• **Stored records**:
_ _ _
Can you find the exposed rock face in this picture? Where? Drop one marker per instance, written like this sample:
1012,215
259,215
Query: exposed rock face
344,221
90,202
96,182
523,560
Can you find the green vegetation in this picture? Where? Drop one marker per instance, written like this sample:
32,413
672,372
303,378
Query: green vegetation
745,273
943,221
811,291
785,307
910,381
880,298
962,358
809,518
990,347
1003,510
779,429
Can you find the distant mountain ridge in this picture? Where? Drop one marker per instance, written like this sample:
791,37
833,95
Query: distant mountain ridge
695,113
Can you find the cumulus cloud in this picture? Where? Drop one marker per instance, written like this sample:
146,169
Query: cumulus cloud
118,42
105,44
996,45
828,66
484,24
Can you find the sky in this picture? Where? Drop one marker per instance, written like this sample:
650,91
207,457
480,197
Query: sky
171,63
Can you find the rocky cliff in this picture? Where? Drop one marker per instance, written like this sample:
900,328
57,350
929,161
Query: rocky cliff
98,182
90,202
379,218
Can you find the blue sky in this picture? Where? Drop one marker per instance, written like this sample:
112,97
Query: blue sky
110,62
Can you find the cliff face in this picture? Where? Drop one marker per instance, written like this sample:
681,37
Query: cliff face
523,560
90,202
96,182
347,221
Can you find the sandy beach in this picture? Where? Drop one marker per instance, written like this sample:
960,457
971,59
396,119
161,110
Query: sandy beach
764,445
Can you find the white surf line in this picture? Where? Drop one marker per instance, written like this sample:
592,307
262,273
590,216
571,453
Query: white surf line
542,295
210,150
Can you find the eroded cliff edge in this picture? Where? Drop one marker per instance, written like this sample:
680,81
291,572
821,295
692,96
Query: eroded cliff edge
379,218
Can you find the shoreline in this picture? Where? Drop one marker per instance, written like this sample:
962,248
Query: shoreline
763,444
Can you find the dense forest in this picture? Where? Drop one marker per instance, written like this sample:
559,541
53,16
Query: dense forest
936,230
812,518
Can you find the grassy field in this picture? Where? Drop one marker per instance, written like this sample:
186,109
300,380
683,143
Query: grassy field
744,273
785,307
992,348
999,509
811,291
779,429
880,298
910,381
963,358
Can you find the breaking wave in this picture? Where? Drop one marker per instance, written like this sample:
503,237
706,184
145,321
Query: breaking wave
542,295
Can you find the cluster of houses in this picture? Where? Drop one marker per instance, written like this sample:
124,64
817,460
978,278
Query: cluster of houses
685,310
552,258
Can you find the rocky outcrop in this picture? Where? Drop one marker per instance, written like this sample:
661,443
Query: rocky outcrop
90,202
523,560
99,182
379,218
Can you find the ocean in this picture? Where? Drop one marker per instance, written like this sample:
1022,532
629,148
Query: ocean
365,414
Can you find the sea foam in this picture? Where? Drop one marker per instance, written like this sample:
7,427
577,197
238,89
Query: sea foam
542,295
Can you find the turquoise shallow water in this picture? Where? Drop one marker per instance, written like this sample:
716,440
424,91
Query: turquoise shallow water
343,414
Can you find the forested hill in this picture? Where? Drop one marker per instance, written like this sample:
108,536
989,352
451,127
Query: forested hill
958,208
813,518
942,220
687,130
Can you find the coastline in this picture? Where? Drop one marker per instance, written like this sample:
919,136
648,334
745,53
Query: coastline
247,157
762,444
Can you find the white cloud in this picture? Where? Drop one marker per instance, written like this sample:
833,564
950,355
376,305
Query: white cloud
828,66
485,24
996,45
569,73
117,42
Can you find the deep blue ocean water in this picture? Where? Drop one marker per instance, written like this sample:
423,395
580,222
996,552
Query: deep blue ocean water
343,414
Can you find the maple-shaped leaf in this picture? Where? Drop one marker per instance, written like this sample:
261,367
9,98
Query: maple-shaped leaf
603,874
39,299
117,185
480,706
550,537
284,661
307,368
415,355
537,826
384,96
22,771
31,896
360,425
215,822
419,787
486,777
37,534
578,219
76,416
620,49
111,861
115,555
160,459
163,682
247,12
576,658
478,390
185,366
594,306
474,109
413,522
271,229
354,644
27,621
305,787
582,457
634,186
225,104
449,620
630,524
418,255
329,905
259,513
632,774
_ _ _
• **Task objective**:
Reproduce all of the material above, switching every "marker" to "point" and leaving everything else unchanged.

• **In response**:
Can you find the exposed rock face in this picture? Where? Drop one point per instance, written like this sample:
1012,215
259,215
Query: exposed rock face
344,221
90,202
96,182
523,560
Can you find the green vegetation in this picture? Where? Drop one point per instance, written like this sample:
32,413
672,372
303,378
Query: green vegetation
745,273
943,221
811,291
785,307
910,381
880,298
962,358
809,518
990,347
1003,510
779,429
Can you find the distant mountain ridge in this picture? Where? Drop one point per instance, written like this sample:
791,37
833,95
Query: distant mountain ridge
695,113
Can you find the cumulus cloud in this picture? Where? Drop one point per instance, written like this sample:
146,169
Query: cumulus cloud
118,42
105,44
996,45
828,66
484,24
Can you find the sky in this picture? Where? Drop one point per instance, written like this sample:
650,91
207,457
480,197
Query: sky
171,63
Can you find the rocky cliff in this picture? Where? Drop one point per instance, written like this sample:
900,328
57,350
929,161
Query: rocky cliff
98,182
90,202
379,218
Can you find the blue sky in this picture? Where? Drop one point per instance, written like this sample:
112,97
Query: blue sky
110,62
Can you find the cliff face in this picture? Where? Drop one point per instance, written like this sample:
681,37
Query: cliff face
523,560
90,202
96,182
347,221
Can you find the sandy beach in this picture? Where? Drop one point per instance, written like this sample:
960,457
971,59
396,119
161,110
Query: sandy beach
764,445
Can you find the white surf line in this picture? Where? Drop one point per instance, written like this sample:
592,307
262,273
590,216
571,453
Query: white surf line
542,295
210,150
Can you find the eroded cliff edge in this picture? Where? Drop one point per instance, written like this sample:
680,81
291,572
821,295
692,96
Query: eroded cliff edge
379,218
Can you find the shoreline in this picture? Where? Drop one point per instance, written like this sample:
962,248
Query: shoreline
763,444
Can you find the dense forest in this picture? Where? Drop one point per instance, written like this sample:
559,541
53,16
Query: dense forest
936,230
812,518
Can you find the grassy field in this picture? Where? Drop one point per instance, written like this sample:
186,109
300,380
683,143
Query: grassy field
744,273
785,307
992,348
999,509
811,291
779,429
880,298
910,381
963,358
Can you find the breaking wave in this picture? Where? Drop one point per instance, written like this sample:
503,237
706,184
145,321
Query: breaking wave
542,295
Can you find the cluster of houses in this picture? Where? Drop one point per instance, written like this sample:
124,64
817,460
978,278
Query: cluster of houses
685,310
552,258
Can you find the rocky outcrop in this picture? Where? Drop one point per instance, written like this sample:
661,443
Query: rocky outcrop
90,202
523,560
99,182
379,218
Can you find the ocean in this picture? Where? Drop one point per instance, written like this sample:
1022,532
629,148
Query: ocean
365,414
Can you find the sea foam in this picture? Where? Drop one point per instance, written like this sample:
7,427
577,197
238,89
Query: sea foam
542,295
Can you find the turquoise shallow water in this picture? Where? Drop one point per instance, written like this sample:
716,440
424,91
Query: turquoise shallow water
343,414
Can you find the forested hill in this picture? Where? Drop one point per instance, written like this sample:
108,536
989,352
451,127
Query: forested hill
958,208
813,518
942,220
687,130
Can you find the coastline in this picture? Where? Drop one point per instance, written like this sample:
919,136
648,334
745,53
Query: coastline
247,157
762,444
Can you find the white cloud in this picture? Where? Drop one point per instance, written like this sample:
833,564
950,355
376,305
Query: white cloud
828,66
485,24
996,45
569,73
117,42
Can you find the deep blue ocean water in this picture? Where? Drop one point per instance, written like this sample:
423,395
580,222
996,552
Query: deep blue ocean water
343,414
Can you find the maple-shaped leaf in this picture? Where? Drop one point per instance, written like this sample:
261,367
9,98
Query: maple-shaped leaf
603,874
39,299
117,185
480,706
550,537
284,661
307,368
415,355
537,826
384,96
22,771
31,896
360,425
215,822
419,787
486,777
37,534
578,219
76,416
620,49
111,861
115,555
160,459
163,682
247,12
576,658
478,390
185,366
594,306
474,109
413,522
271,229
354,644
27,621
305,787
582,457
634,186
225,104
449,620
630,524
418,255
329,905
259,513
632,774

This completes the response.